* Begin *
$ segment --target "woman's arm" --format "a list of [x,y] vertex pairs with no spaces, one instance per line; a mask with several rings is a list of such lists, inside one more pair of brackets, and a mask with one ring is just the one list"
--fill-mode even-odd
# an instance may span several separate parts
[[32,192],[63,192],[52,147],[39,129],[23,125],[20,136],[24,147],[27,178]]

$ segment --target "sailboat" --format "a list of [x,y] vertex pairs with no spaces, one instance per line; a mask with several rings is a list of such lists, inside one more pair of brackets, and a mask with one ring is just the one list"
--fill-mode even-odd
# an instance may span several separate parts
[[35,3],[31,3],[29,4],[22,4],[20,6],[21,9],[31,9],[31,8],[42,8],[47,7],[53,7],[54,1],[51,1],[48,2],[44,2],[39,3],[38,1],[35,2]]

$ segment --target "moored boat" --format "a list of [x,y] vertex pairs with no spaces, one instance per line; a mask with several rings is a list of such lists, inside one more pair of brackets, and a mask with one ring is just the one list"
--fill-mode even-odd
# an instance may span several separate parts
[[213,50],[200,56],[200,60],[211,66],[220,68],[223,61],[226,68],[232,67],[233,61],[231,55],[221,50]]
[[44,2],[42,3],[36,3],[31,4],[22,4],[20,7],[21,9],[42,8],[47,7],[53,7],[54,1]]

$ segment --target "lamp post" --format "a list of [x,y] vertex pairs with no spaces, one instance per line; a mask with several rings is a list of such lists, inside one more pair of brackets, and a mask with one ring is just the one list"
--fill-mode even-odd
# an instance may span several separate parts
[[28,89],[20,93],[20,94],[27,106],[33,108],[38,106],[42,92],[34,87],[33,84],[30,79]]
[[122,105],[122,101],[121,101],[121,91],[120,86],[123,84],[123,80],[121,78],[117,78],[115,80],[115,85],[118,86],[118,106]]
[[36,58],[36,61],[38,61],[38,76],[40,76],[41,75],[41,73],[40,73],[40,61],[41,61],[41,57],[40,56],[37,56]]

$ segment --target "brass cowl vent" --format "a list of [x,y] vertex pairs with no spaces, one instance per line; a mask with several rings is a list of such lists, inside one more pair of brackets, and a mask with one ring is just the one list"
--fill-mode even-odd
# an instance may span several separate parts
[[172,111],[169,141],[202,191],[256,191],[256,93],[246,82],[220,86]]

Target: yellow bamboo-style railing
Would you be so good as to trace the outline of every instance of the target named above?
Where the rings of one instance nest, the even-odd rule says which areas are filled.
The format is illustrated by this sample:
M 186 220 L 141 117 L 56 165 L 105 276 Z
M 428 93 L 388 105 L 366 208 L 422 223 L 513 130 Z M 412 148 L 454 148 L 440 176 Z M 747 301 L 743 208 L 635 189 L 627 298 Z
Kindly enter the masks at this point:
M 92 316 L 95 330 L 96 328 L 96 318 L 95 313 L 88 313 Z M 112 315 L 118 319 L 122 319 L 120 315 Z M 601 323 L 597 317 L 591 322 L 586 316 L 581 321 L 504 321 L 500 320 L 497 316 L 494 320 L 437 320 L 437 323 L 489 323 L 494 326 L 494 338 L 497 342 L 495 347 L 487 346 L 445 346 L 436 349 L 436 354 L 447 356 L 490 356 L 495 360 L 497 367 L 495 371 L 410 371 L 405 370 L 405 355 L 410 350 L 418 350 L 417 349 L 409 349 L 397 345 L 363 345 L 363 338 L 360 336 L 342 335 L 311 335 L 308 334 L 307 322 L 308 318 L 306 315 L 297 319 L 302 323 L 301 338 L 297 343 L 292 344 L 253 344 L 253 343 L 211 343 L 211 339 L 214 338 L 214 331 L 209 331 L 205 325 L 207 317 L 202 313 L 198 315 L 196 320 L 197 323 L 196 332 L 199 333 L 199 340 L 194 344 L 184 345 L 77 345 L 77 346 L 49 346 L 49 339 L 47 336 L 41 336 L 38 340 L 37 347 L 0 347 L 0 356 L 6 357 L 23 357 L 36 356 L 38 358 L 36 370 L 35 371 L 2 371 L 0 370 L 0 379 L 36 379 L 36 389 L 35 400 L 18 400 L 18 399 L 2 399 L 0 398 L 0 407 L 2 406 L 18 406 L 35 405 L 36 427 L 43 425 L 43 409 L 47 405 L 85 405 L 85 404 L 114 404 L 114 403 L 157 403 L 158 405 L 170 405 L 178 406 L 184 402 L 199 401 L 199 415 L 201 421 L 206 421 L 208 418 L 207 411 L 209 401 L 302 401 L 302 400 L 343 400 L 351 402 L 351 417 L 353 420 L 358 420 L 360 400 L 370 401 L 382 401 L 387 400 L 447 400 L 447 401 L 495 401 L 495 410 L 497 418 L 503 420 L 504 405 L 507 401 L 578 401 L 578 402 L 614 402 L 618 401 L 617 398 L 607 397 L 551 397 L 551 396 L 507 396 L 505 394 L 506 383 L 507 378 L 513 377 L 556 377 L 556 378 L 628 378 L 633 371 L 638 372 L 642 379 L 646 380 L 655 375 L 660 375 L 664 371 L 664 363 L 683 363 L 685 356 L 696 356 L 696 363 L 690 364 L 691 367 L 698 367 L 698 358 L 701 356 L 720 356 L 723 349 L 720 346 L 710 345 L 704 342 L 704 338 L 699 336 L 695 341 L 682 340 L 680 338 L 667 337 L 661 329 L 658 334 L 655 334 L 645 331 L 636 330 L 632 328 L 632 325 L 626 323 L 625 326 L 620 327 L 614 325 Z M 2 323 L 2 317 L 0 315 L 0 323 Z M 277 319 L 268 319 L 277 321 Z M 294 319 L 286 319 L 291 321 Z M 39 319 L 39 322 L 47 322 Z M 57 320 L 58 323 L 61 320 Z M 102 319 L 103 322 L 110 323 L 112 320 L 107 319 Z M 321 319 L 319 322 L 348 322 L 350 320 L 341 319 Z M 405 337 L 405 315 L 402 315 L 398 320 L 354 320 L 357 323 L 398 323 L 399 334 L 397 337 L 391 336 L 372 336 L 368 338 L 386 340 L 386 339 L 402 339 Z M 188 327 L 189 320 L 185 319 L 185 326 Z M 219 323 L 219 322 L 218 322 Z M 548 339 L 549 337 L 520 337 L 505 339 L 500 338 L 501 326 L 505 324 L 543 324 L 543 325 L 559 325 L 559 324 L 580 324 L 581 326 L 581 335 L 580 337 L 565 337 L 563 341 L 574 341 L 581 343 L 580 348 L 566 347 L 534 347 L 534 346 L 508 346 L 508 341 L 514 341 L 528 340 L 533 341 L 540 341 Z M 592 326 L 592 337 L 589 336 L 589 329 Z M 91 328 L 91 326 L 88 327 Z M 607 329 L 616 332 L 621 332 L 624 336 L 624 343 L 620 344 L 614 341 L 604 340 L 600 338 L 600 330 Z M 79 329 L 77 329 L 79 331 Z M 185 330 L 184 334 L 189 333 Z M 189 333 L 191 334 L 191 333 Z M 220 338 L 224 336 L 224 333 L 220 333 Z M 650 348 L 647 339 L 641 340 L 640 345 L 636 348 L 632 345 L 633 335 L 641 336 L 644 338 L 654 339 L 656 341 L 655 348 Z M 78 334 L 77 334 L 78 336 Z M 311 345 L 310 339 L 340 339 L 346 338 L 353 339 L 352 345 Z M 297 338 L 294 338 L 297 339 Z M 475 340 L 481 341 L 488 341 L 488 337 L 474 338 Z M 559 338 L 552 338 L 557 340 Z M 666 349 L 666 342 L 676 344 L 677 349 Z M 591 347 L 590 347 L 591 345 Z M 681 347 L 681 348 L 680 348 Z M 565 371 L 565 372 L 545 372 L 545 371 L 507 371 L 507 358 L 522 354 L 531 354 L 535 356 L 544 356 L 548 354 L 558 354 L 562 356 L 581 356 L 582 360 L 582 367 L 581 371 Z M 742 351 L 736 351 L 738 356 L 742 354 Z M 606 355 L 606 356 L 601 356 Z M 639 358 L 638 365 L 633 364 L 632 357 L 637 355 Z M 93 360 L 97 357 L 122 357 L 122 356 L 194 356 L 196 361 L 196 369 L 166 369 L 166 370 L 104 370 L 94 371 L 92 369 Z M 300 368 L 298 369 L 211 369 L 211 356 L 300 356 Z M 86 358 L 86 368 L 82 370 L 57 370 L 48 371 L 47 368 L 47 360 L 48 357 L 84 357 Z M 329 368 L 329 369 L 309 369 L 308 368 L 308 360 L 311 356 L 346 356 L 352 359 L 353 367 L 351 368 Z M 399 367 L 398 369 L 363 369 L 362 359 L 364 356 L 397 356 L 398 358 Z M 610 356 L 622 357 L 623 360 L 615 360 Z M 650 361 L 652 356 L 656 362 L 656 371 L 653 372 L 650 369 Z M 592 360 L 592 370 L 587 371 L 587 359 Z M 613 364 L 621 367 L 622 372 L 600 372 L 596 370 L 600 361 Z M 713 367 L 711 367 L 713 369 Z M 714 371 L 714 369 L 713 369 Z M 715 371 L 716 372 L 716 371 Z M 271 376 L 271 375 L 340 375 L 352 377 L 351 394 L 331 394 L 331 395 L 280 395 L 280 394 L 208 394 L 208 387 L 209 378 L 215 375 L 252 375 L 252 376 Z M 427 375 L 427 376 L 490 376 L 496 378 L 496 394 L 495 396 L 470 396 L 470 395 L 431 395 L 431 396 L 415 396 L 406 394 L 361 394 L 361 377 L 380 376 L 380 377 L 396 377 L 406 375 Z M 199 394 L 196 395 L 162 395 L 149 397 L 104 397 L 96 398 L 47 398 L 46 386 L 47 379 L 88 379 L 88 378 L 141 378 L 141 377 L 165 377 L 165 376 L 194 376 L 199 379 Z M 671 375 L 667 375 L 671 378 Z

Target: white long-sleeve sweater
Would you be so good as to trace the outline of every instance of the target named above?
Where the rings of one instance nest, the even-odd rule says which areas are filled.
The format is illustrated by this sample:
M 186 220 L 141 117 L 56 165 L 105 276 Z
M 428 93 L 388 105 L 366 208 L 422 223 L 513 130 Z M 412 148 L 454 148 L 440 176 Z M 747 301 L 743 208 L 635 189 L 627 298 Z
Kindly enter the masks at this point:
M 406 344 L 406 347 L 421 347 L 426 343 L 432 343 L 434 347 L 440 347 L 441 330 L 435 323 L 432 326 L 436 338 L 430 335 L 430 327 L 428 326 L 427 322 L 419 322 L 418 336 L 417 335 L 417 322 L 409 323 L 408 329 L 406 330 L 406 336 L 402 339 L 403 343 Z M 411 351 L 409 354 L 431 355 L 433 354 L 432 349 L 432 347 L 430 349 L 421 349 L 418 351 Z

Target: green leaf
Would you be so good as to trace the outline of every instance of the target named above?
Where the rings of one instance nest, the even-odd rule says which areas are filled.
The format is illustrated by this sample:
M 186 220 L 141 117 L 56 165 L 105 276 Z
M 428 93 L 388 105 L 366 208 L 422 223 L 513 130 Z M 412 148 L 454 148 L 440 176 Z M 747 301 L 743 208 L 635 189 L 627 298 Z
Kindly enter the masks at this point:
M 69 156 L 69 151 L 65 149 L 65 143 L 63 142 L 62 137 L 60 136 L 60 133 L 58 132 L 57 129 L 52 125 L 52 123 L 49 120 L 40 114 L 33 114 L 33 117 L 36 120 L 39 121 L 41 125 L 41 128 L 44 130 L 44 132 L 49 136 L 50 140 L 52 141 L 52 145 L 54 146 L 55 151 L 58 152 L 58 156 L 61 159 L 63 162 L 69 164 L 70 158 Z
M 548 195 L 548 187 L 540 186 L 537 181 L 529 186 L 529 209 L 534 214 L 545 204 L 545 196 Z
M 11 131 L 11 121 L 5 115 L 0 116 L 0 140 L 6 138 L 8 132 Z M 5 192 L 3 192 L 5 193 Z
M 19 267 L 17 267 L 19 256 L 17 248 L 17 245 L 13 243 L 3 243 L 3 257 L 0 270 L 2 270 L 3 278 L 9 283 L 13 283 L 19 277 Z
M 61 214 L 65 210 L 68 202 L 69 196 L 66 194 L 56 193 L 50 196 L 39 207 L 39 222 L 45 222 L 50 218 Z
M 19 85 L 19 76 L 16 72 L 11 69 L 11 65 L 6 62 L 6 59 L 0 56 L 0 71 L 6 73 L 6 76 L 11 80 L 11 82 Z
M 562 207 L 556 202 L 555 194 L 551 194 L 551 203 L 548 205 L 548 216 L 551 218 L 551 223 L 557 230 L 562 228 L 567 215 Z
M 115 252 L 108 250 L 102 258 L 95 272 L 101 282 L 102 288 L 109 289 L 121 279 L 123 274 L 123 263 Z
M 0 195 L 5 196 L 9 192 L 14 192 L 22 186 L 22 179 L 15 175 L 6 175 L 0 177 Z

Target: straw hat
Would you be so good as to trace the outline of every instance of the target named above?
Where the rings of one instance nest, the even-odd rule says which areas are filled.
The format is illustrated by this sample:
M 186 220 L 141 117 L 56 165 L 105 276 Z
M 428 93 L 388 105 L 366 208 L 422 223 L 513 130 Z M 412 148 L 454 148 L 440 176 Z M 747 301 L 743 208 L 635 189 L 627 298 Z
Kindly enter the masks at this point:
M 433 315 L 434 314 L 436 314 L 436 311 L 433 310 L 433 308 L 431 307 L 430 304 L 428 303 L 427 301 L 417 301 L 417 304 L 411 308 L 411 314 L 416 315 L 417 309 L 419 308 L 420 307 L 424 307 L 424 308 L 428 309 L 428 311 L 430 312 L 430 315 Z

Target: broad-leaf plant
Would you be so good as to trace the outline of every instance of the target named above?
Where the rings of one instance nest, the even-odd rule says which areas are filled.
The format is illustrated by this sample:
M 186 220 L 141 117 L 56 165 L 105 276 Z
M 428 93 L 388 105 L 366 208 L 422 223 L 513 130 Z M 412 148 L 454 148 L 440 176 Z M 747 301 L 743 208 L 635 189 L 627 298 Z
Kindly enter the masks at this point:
* End *
Work to be completed: Reproduce the entries verbatim from the line containing "Target: broad-leaf plant" through the final line of the entries, both ends included.

Response:
Target: broad-leaf plant
Would you be so good as to trace the outline of every instance of the target named above?
Where the rings of one instance nest, the even-odd rule says which areas are filled.
The format is illustrated by this sample:
M 186 220 L 141 117 L 56 165 L 105 276 Z
M 428 93 L 388 105 L 366 208 L 422 223 L 513 130 Z M 412 148 L 454 148 L 440 176 Z M 747 301 L 743 208 L 635 189 L 627 298 Z
Kindly enter the masks at this point:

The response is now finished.